* _EXERCISE AIM_:
Transcribe the following entries word for word. End with the line where "In the photo above, where can the curved" appears.
+ + +
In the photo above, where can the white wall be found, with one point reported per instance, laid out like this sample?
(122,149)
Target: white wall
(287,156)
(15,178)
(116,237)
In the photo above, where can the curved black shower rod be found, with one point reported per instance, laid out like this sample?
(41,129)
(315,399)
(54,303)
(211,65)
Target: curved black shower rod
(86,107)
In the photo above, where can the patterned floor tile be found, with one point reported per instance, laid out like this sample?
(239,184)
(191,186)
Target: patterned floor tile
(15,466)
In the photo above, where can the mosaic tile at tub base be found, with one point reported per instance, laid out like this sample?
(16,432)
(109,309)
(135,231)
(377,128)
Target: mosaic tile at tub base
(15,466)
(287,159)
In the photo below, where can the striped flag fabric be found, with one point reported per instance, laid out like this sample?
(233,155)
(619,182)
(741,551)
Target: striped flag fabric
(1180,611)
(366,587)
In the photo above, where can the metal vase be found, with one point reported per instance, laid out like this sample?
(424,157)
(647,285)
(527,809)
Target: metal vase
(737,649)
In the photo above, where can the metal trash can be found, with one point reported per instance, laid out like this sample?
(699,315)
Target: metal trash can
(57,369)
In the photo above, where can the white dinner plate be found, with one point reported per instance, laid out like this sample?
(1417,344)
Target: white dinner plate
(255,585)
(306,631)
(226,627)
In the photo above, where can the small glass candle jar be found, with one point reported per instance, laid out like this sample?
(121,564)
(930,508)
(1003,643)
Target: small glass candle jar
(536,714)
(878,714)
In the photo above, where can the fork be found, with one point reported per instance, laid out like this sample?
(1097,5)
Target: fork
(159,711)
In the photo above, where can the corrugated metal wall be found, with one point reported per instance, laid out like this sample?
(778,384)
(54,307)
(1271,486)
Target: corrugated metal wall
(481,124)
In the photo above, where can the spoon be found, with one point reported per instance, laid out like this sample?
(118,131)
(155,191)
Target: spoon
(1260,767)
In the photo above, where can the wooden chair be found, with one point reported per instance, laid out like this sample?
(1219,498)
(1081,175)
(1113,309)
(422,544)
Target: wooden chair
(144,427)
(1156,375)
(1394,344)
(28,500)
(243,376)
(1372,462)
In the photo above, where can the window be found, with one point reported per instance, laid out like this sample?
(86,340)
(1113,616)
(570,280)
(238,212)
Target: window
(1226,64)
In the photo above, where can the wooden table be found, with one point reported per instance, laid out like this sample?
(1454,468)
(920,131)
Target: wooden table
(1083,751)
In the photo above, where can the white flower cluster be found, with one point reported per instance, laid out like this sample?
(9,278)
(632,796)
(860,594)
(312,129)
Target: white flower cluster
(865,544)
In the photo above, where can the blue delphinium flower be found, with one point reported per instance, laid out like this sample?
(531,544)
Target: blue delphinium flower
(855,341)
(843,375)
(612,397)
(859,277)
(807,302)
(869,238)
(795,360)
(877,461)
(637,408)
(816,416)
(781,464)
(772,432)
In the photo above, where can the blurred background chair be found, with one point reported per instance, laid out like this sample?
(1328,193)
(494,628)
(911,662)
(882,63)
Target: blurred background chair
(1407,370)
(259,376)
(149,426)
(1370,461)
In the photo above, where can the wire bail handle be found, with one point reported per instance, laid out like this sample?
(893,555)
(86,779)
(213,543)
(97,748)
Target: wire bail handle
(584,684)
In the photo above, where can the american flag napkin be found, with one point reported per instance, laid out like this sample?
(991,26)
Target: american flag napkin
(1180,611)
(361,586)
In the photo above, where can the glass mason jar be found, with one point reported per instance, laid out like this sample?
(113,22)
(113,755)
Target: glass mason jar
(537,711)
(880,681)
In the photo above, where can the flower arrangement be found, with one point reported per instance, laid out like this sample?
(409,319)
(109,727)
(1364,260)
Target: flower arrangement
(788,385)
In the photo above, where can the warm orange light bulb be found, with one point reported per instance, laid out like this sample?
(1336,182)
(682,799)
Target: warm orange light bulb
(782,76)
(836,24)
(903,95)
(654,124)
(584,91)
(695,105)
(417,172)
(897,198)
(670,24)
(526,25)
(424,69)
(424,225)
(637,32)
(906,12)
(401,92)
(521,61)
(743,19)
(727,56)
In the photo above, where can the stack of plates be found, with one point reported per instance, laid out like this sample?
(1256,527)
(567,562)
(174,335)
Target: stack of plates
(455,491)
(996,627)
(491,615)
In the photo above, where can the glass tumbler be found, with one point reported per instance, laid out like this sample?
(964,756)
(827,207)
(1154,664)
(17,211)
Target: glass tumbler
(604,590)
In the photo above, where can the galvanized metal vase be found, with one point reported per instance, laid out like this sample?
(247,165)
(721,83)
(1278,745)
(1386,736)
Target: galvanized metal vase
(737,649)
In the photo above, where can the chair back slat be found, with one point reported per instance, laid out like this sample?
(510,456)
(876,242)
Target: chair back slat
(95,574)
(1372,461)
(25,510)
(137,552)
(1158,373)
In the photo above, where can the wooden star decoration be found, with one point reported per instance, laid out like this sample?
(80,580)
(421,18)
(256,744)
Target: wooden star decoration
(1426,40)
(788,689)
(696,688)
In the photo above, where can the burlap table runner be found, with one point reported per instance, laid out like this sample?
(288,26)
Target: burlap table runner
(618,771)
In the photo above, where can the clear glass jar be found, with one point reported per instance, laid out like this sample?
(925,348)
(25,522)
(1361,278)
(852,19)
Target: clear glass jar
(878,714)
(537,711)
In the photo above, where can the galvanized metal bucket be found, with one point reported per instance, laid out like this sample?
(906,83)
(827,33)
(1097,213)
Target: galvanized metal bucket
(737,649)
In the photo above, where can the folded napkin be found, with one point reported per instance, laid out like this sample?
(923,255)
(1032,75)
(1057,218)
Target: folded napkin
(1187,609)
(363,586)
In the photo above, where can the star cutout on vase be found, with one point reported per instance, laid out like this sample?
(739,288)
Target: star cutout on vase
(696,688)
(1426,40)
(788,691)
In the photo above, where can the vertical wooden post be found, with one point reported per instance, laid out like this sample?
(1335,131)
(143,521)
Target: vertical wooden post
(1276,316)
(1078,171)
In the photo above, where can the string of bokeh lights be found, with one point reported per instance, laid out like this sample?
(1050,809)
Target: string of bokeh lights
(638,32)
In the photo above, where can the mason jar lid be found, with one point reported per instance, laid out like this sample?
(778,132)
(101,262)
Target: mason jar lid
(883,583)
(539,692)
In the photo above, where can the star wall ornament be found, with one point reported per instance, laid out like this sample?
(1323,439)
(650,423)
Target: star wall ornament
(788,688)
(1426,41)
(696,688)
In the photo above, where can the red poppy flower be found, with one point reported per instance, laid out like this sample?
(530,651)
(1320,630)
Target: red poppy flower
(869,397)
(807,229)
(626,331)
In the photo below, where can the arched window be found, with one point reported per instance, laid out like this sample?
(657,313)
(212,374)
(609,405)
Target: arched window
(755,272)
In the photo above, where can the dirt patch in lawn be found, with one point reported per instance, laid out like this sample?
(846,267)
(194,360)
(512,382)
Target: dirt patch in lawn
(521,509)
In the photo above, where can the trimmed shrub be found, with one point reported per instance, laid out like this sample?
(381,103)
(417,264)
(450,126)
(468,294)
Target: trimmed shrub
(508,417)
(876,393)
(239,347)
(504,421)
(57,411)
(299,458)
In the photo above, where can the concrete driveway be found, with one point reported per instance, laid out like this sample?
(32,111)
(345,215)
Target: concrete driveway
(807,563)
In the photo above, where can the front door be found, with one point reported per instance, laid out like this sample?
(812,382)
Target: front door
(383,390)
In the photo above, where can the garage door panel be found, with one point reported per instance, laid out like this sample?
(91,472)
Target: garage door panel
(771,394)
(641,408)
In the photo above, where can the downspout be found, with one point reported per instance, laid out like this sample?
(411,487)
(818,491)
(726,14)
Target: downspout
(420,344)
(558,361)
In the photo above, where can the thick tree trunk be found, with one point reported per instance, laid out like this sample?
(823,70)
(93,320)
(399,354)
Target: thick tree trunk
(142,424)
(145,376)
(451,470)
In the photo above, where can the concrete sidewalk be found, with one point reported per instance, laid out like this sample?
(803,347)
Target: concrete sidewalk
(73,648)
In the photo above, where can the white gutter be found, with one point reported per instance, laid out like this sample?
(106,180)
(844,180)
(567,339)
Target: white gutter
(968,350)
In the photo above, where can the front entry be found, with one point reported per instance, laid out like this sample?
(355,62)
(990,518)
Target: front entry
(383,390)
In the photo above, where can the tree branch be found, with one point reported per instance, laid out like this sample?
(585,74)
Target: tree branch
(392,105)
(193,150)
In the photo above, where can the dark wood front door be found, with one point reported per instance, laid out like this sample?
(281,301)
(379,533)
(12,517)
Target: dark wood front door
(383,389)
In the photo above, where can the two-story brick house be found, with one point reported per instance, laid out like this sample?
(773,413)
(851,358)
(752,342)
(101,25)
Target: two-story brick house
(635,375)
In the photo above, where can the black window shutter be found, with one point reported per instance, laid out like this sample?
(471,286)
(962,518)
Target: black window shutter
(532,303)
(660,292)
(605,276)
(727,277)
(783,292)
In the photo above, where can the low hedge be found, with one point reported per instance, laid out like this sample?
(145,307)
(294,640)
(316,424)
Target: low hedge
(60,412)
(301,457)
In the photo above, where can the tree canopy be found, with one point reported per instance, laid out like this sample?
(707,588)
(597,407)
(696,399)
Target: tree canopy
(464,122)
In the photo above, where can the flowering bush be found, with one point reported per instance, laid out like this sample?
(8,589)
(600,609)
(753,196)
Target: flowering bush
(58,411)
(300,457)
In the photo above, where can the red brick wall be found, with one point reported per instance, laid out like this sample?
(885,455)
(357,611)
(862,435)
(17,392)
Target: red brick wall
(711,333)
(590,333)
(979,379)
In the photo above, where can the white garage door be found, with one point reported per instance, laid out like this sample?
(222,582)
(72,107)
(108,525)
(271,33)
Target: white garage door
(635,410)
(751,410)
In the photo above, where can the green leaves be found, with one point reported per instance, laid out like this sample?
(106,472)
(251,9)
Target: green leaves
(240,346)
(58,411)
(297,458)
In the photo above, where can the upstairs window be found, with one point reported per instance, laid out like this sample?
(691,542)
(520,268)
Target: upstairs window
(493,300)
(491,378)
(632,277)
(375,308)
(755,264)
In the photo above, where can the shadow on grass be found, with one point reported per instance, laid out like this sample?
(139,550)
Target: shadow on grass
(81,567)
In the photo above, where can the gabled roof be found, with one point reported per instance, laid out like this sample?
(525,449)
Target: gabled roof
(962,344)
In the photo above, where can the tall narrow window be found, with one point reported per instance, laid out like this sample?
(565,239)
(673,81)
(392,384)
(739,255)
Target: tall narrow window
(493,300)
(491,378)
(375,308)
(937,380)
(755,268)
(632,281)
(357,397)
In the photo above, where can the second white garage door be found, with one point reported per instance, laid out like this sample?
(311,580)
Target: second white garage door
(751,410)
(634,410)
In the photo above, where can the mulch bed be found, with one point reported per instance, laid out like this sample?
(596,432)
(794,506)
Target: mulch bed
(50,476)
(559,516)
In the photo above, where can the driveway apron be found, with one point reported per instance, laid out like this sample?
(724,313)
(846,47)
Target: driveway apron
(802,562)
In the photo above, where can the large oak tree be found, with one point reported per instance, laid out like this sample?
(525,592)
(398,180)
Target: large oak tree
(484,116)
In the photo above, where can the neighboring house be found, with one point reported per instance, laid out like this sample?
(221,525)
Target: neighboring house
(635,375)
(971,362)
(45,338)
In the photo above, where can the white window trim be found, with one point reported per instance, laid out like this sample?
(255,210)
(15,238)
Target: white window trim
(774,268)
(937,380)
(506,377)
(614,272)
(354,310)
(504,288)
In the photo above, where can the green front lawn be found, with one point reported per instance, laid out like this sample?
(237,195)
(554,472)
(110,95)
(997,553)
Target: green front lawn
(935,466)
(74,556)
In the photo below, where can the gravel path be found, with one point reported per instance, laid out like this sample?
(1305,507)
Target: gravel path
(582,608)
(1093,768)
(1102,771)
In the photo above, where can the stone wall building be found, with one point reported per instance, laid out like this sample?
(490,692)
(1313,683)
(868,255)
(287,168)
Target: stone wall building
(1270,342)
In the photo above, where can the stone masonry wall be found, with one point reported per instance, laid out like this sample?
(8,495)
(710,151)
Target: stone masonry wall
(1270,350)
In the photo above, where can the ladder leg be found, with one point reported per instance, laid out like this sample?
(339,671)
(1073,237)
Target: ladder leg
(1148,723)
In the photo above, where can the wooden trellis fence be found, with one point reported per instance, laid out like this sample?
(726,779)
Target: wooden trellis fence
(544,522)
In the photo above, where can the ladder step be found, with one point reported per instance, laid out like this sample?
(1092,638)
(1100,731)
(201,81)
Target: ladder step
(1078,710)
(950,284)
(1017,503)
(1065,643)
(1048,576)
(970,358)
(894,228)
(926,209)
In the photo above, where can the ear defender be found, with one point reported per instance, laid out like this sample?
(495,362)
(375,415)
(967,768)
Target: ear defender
+ + +
* _RESPONSE AREA_:
In the photo above, where can the white wall be found, with one point reported per instance, laid out like this sample?
(122,149)
Target: white wall
(287,156)
(15,178)
(116,237)
In the photo above, where can the curved black shower rod be found, with one point reported per instance, laid out like this sample?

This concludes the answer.